- EXERCISE GOAL:
Each line below that holds the string "wire" counts once; report the total and nothing else.

RECORDS FOR THIS EXERCISE: Begin

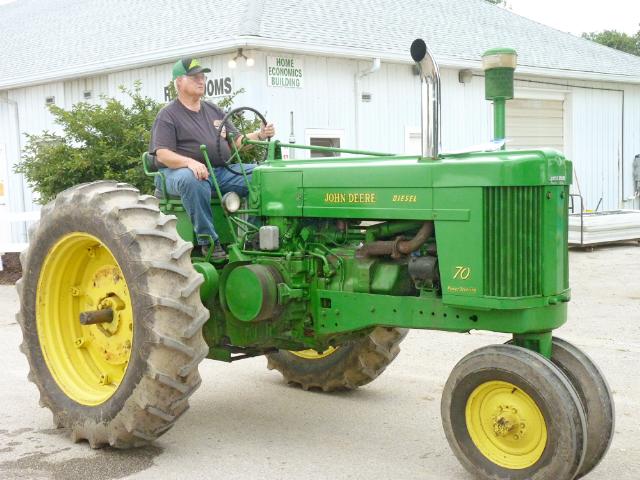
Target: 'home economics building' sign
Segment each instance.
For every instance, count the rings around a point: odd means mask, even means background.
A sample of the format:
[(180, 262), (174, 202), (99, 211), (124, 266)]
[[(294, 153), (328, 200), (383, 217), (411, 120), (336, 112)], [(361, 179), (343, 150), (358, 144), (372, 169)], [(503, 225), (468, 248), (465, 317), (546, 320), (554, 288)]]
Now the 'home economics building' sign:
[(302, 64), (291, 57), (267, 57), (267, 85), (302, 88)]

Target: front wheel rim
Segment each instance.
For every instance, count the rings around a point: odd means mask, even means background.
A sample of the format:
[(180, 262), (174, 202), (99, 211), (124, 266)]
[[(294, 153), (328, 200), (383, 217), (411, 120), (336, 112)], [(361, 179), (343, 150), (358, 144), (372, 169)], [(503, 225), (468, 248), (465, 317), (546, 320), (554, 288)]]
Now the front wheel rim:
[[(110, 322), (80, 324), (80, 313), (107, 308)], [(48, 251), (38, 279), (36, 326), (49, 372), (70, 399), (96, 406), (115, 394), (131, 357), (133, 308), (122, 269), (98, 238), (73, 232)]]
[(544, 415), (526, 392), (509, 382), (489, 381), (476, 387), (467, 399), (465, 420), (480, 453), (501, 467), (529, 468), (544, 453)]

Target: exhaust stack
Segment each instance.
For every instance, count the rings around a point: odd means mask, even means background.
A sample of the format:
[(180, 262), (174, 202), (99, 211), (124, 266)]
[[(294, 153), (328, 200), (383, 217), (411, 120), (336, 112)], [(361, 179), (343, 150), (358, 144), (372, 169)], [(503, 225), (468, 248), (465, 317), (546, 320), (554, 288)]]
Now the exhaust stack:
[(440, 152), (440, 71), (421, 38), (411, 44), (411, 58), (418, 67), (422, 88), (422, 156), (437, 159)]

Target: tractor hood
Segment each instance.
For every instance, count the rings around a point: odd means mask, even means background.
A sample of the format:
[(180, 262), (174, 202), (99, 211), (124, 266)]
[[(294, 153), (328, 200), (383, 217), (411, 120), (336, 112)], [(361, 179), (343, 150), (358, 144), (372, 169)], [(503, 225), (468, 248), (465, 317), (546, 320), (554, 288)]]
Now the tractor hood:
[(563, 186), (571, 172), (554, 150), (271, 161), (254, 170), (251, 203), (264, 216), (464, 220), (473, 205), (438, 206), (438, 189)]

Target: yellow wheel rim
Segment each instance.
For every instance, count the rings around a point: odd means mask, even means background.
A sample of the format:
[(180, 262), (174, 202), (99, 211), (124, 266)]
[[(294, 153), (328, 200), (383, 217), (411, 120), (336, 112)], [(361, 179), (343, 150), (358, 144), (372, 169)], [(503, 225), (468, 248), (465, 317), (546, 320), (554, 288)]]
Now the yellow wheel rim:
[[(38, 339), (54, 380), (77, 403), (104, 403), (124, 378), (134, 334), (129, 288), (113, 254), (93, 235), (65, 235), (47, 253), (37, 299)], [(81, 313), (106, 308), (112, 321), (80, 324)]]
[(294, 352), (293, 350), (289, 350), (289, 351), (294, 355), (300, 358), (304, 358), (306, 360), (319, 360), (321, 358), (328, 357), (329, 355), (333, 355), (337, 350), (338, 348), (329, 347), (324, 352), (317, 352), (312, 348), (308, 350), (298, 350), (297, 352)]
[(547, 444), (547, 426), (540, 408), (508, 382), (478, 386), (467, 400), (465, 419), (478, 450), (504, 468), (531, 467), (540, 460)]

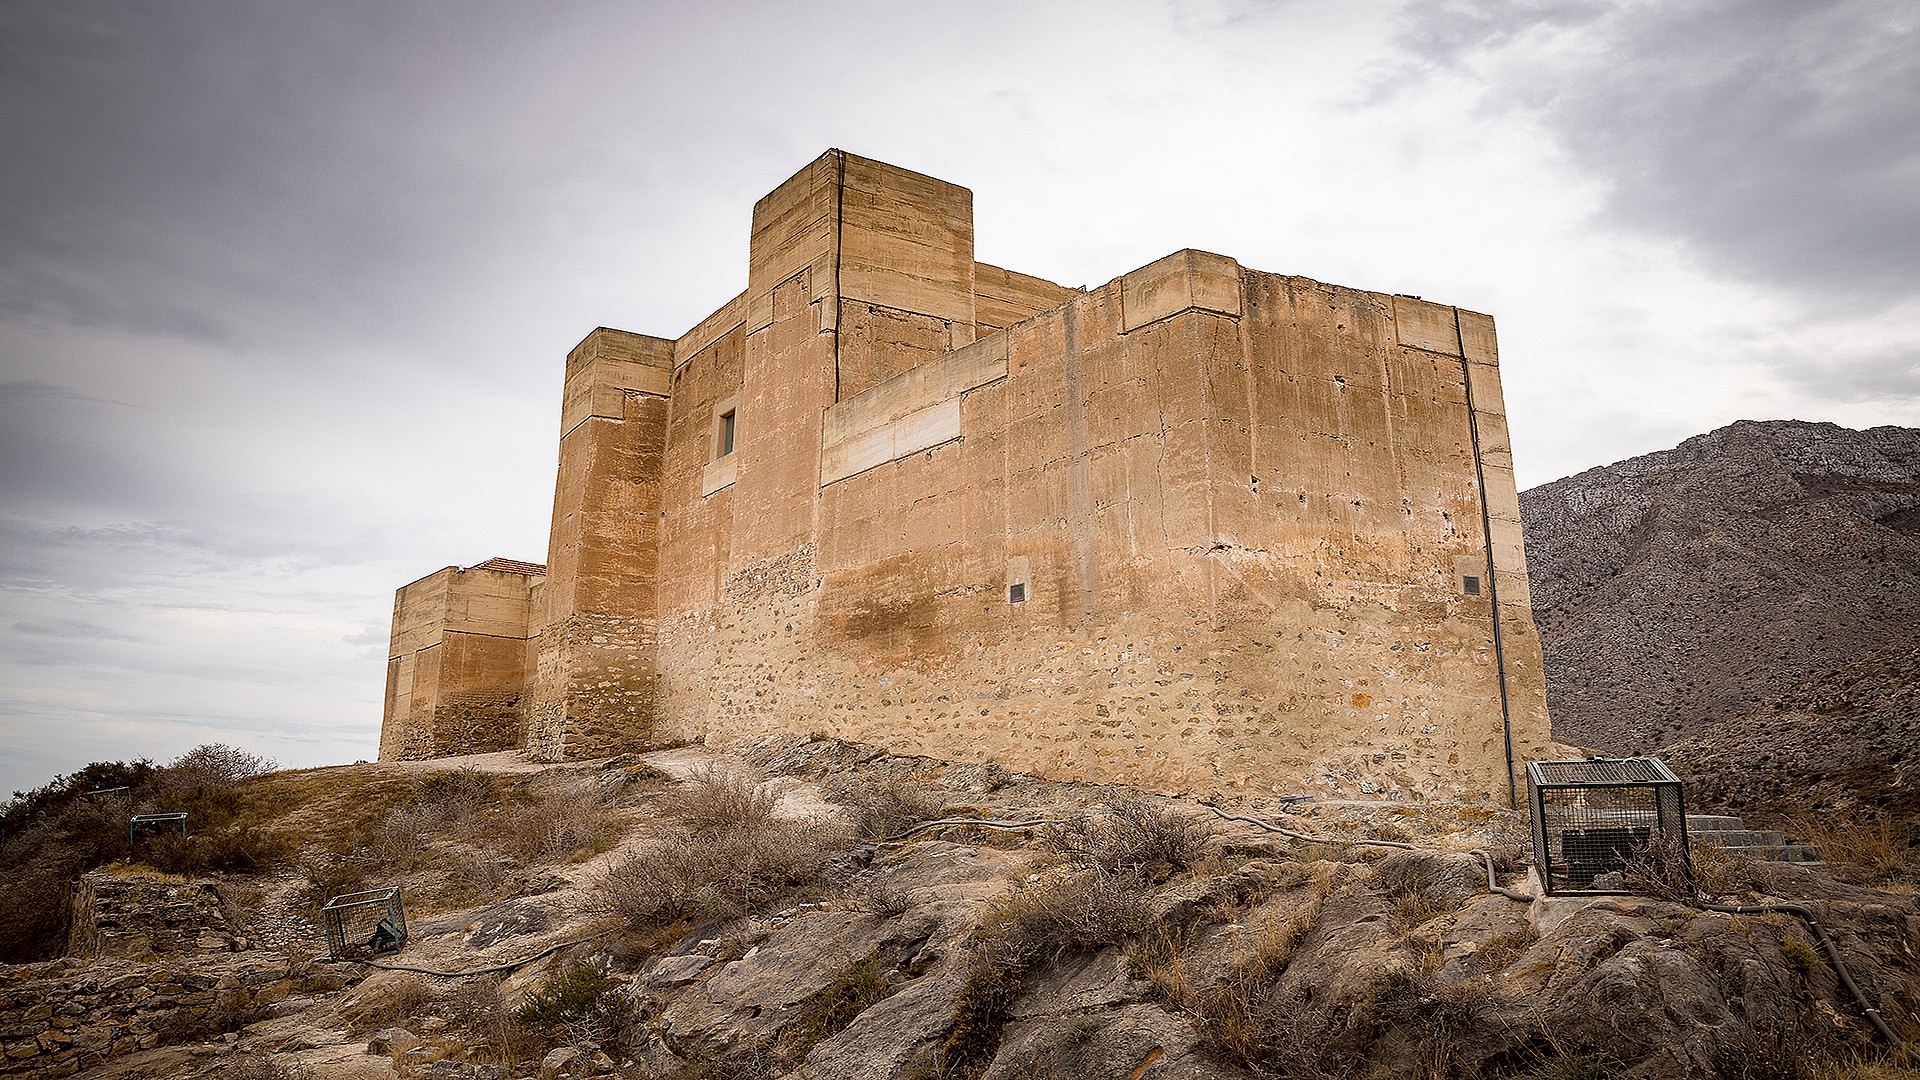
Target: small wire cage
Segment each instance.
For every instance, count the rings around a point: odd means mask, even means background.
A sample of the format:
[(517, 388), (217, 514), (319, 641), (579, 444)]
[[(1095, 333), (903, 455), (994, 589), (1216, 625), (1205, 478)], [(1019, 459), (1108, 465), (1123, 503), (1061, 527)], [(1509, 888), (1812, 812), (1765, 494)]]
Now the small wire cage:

RECORDS FOR THIS EXERCISE: End

- WRITTEN RESPONSE:
2